* BEGIN *

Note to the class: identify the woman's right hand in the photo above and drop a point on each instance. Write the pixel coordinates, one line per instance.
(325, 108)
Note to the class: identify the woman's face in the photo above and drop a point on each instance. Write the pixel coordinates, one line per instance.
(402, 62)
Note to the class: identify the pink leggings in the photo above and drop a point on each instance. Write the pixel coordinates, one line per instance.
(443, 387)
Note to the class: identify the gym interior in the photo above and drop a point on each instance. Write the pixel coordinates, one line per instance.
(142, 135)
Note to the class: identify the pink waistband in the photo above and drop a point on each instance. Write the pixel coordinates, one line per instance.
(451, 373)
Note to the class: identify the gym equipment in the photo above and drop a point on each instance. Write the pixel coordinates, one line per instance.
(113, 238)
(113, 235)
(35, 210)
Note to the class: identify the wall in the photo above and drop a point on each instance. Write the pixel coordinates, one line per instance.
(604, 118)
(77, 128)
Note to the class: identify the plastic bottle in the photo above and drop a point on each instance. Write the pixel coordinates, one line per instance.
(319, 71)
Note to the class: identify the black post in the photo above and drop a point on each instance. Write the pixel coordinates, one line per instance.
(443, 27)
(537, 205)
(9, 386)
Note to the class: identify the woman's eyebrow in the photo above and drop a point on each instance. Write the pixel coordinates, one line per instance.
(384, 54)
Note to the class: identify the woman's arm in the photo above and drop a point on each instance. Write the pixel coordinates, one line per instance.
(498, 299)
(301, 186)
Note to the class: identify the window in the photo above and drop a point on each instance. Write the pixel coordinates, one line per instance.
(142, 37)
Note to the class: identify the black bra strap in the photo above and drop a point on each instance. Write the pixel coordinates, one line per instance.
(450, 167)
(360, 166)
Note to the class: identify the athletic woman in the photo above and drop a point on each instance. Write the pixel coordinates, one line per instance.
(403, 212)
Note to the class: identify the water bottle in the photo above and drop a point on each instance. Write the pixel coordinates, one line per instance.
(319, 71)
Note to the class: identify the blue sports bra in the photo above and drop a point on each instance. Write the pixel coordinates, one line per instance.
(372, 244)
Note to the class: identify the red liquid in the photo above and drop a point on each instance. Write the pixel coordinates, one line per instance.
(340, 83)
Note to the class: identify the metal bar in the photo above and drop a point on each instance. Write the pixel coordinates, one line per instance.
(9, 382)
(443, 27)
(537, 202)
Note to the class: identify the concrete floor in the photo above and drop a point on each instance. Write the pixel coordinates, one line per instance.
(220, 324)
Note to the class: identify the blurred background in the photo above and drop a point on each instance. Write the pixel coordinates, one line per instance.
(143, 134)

* END *

▶ [What to work on]: Please reproduce all of the material above line for line, without changing a single character.

▶ [Solution to this problem]:
Note to the class: identify the woman's right hand in the photo above and drop a point on each instance. Write the pixel coordinates, one line per instance.
(325, 108)
Note to the class: identify the woman's face in the photo above and drop a point on each instance. Write the pixel coordinates, one line per instance.
(402, 62)
Note to the class: identify the pink leggings in the photo above and drop a point on each instance. Write the pixel coordinates, one line per instance.
(443, 387)
Note to the class: identify the gym interior in the photo above and drop a point on each instance. Write the pixel coordinates, one line per instance.
(142, 135)
Note to the class: identify the pink waistband in the photo above and drop a point on each instance. Write the pixel coordinates, one line per instance.
(451, 373)
Note to the class: identify the gym equipment in the photo above and drop a point on each instance. Write the pixel coordinates, one line per instance.
(113, 238)
(113, 235)
(35, 210)
Note to the class: identify the wall in the photo above and drop a point on each instance. Write the pixel coordinates, one line per instance.
(604, 118)
(77, 128)
Note to the class: identify the plastic bottle in the photo above and drop a point on each instance. Write the pixel coordinates, one line per instance.
(319, 71)
Note to the class: identify the black post in the photo above and drop a point on each instance. Write the pixel coordinates, one line per instance.
(443, 27)
(537, 205)
(9, 386)
Note to the class: identify the woman's eyebrow in the photo above and drop a point on each instance. Write the pixel coordinates, one line per instance.
(384, 54)
Note to the class: identify the woman's arm in the photo above and drop a point on each instance. Write the pixel coordinates, one line per instance.
(498, 299)
(301, 186)
Note to the class: identify the window in the photo above and drop a point on each instance. Write the pixel coordinates, one line per instance.
(142, 37)
Note to the class: identify the black bra strap in the photo above and drop a point on each instance. Write the pixel coordinates, one line per instance.
(450, 167)
(360, 166)
Note to the class: identify the athletic woman in the photo above and drop a point on each instance. Write the pixel coordinates, one line per instance.
(403, 212)
Note to the class: identify the water bottle in the photo above and drop a point on each instance. Write the pixel coordinates, one line per instance.
(319, 71)
Note to the class: identify the blue sports bra in the photo above and drop a point on each instance. Write the pixel coordinates, one line per instance.
(372, 244)
Note to the class: identify the red liquid in the photo above and drop a point on each instance. Write the pixel coordinates, one line per instance.
(340, 83)
Note to the class: identify the metal bar in the photo above and drop a point on each instance. Write the pixel coordinates, one line per instance.
(9, 382)
(443, 27)
(537, 202)
Note to the class: identify the concrete floor in the photo above and drop a point on each instance. Write the pixel coordinates, one line per instance.
(220, 324)
Note to the class: identify the blurred background in the photo above and drop a point on each instance. Write the pixel coordinates, one line per instance.
(143, 134)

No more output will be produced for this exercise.